[zeromq-dev] Fundamental question on ZMQ. How to determine message fail/success without HWM-arking?

Bruno D. Rodrigues bruno.rodrigues at litux.org
Fri Dec 6 18:17:17 CET 2013


socket.send() depends on the socket type. If it’s a drop socket (router, pub) it will drop the message. If it’s one of the others, it will queue the message.

On Dec 6, 2013, at 16:15, artemv zmq <artemv.zmq at gmail.com> wrote:

> Thanks Justin.
> 
> But still following points remain unanswered: 
> - why socket.send() returns "true"  when sending to unexisting peer (socket.hwm=0) ? 
> - why poller.pollout()  returns "true"  (socket registered on POLLOUT) when polling socket which is connected  to unexisting peer ?
> 
> For the first case: either prohibit 0 as an argument value or please bring a light on expected behaviour. For second -- such "polling" looks strange, isn't?
> 
> 
> BR
> -artemv
> 
> 
> 
> 
> 2013/12/6 Justin Cook <jhcook at gmail.com>
> Artem,
> 
> The “high-water mark” is simply used to prevent memory exhaustion:
> 
> "It has ways of dealing with over-full queues (called "high water mark"). When a queue is full, ØMQ automatically blocks senders, or throws away messages, depending on the kind of messaging you are doing (the so-called "pattern”).”

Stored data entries
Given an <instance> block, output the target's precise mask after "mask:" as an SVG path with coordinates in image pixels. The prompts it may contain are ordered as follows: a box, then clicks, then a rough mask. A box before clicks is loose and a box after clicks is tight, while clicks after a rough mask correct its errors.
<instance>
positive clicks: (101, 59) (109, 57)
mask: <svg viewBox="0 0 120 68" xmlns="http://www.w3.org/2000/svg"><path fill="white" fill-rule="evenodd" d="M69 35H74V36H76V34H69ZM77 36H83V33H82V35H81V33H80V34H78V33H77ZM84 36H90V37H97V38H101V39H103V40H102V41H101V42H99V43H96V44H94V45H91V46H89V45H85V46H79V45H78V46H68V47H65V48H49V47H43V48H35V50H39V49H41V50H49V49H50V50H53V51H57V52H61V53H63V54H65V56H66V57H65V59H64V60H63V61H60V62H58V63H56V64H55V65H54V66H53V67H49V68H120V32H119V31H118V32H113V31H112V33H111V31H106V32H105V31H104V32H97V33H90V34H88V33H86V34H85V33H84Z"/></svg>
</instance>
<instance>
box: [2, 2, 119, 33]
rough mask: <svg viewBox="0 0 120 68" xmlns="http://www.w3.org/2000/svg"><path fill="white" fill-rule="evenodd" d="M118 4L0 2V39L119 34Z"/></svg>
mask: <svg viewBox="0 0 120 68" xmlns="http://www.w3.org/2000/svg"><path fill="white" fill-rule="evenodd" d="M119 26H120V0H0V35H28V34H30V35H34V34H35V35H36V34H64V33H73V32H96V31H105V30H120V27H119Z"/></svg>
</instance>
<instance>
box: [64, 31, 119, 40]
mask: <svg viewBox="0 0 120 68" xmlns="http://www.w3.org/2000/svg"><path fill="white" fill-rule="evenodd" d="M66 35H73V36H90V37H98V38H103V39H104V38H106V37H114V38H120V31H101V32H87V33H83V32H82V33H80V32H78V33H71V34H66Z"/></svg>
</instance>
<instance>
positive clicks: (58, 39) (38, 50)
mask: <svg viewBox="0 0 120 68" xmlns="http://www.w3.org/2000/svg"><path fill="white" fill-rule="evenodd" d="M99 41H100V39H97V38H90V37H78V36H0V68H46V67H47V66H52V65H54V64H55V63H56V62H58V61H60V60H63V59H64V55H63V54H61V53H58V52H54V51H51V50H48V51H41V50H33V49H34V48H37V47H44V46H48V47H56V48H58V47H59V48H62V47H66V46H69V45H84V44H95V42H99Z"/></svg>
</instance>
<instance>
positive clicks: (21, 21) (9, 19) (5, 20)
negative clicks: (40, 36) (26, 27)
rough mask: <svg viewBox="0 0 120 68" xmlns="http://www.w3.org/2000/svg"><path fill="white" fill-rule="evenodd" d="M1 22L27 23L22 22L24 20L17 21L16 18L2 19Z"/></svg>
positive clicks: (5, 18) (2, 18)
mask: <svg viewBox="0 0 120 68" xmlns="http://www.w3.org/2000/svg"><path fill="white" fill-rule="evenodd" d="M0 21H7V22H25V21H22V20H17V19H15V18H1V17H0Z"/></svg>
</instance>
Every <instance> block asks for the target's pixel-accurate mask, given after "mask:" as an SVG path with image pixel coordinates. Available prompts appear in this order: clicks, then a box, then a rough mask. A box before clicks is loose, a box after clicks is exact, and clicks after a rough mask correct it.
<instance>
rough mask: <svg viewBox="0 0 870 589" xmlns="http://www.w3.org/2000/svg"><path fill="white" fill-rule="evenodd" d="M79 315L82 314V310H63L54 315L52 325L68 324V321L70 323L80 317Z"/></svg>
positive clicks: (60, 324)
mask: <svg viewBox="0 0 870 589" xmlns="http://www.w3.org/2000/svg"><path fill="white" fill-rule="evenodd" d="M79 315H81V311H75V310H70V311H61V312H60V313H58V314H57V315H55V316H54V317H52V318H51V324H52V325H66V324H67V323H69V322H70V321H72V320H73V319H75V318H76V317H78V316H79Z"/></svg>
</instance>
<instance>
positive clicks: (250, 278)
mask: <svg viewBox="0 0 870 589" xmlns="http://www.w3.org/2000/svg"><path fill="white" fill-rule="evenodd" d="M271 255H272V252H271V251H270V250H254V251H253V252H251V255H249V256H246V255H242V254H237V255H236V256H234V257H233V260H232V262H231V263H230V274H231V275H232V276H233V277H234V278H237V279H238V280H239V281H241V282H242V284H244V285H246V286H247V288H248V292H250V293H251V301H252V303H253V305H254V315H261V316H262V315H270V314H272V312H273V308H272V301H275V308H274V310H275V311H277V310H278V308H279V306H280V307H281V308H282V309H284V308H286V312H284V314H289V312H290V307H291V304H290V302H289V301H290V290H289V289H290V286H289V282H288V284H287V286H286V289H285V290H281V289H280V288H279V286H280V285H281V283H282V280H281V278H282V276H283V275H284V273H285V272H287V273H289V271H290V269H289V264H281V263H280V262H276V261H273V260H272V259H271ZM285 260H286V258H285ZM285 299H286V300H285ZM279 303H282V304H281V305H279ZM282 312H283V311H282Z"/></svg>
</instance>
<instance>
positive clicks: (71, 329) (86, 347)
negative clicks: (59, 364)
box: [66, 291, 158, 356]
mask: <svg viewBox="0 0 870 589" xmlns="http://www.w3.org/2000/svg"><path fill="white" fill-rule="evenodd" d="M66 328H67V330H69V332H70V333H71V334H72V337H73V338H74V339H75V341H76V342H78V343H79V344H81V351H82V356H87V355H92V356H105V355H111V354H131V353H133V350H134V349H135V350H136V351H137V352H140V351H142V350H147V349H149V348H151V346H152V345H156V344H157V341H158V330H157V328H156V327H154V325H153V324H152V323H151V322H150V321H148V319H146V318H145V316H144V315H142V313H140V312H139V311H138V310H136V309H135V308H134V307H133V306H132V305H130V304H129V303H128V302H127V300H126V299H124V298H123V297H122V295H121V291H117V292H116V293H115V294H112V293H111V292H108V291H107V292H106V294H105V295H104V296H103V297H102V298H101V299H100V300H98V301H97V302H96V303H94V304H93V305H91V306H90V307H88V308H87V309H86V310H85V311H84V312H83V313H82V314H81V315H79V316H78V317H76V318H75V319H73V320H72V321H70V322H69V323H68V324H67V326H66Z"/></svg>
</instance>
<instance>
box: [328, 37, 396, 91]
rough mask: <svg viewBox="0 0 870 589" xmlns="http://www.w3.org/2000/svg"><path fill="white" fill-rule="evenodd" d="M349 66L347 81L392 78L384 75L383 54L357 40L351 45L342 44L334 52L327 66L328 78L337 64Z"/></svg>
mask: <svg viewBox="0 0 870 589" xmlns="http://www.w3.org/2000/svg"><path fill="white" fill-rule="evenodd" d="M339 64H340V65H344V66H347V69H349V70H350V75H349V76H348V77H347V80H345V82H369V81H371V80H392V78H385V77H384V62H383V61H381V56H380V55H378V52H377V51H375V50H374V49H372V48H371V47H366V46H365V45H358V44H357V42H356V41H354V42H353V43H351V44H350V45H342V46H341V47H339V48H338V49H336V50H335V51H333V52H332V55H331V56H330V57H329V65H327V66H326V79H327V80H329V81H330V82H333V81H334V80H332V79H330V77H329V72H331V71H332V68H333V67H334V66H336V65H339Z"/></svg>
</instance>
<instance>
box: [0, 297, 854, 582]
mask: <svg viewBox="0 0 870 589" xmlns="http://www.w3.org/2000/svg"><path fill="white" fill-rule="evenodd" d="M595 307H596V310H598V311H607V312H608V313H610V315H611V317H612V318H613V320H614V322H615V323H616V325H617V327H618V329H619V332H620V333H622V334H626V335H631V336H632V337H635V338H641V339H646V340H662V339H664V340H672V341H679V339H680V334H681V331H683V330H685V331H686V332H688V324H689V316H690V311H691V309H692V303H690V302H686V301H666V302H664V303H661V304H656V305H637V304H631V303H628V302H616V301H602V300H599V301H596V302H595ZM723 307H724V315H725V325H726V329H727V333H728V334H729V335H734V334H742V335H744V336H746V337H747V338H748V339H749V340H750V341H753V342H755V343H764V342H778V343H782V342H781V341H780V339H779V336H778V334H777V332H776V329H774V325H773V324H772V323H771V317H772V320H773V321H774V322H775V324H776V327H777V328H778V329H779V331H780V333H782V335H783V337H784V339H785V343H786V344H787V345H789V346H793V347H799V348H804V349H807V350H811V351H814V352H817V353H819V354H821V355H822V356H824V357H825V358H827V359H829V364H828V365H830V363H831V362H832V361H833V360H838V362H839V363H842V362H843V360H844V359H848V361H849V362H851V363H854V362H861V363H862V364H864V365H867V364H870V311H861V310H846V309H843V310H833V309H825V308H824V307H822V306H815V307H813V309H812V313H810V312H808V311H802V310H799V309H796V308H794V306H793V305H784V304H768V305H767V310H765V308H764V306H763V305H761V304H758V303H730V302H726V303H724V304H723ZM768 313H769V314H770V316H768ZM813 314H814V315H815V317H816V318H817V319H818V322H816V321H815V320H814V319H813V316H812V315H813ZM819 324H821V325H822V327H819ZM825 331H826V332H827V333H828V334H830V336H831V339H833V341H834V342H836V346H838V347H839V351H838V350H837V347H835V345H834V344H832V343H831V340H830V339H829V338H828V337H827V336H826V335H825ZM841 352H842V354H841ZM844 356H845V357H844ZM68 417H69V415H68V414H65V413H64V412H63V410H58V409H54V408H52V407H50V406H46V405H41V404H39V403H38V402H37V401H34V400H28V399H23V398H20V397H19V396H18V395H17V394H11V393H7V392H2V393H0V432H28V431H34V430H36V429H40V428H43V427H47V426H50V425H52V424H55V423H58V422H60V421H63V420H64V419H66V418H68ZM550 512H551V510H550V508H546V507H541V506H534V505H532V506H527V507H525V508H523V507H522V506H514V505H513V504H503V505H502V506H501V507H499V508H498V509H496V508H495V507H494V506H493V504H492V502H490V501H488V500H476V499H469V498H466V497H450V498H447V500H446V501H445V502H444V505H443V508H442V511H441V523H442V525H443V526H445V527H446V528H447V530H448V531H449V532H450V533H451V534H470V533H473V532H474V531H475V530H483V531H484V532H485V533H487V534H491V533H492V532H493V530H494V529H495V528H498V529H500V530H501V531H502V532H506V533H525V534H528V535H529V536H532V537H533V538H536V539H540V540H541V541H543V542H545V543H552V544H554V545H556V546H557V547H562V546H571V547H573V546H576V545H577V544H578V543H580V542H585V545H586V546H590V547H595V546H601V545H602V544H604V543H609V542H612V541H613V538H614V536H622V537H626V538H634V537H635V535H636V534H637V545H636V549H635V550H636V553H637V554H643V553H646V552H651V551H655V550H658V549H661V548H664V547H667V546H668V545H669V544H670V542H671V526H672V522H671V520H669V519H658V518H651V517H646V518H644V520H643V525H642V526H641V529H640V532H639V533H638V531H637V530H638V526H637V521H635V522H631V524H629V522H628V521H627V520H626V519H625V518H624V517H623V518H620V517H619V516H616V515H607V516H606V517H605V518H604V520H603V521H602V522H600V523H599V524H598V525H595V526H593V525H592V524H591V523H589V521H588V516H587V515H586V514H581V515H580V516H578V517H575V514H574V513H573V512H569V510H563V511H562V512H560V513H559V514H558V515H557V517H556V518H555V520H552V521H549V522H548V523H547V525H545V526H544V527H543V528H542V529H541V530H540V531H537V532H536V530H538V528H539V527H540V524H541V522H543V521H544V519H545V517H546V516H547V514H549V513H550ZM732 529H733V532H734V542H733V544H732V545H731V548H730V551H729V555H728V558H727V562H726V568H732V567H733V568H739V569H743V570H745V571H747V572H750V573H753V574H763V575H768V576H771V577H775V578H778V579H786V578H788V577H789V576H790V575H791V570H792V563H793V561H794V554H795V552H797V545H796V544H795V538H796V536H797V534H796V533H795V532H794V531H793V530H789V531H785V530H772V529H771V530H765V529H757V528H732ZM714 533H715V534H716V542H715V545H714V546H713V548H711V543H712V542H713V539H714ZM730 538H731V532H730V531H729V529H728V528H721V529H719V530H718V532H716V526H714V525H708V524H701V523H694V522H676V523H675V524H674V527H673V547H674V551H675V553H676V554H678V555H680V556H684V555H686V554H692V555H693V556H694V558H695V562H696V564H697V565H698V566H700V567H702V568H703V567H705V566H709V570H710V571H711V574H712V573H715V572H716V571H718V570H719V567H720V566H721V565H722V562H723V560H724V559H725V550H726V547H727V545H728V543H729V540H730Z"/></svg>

• _ASSIGNMENT_
Carry on the ZeroMQ mailing-list thread about send success and the high-water mark from where it stops.

• _REPLY_
> 
> It has nothing to do with with specific peers.  What you are doing is setting the HWM to a low number and then hoping for a send() to block — not return false — if the queue is exhausted. You then assume that a peer is down if you were to block. Given that the behaviour differs based on the messaging pattern you are using, you will need to setup a test case.
> 
> If I were you, I would abandon this idea and investigate what Pieter said @1311. Sequence numbering and NACKs is what I would look at.
> 
> Once you have done that, feel free to generate a test case and share with us on the list.
> 
> --
> Justin Cook
> 
> 
> On Friday, 6 December 2013 at 13:59, artemv zmq wrote:
> 
> > Thanks Pieter. All this sounds new to me ... :|
> >
> > But if we return to HWM question -- when I set hwm=0 and sending to unexistent peer, then every .send() call return me "true". Is not this an issue in ZMQ core?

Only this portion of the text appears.